*Required action*:
Copy out each entry precisely; no image belongs in the result.

*Source data*:
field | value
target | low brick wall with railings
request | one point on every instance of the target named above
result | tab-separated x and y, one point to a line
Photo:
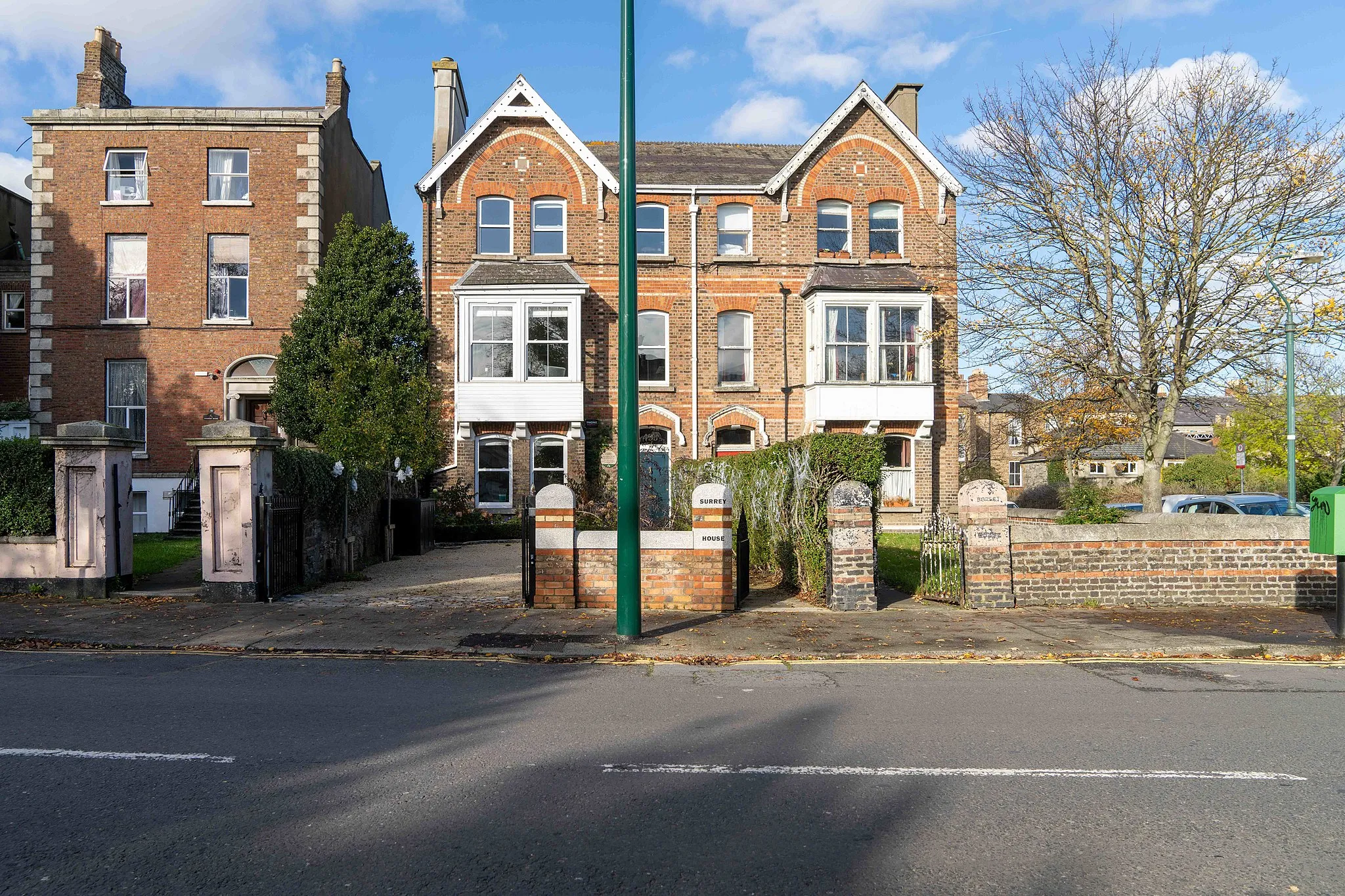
1179	561
678	570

*Solution to the problem*:
field | value
target | low brick wall with railings
request | one point on every instance of the target named above
result | tab-separated x and y, one point to a line
Photo:
1179	561
678	570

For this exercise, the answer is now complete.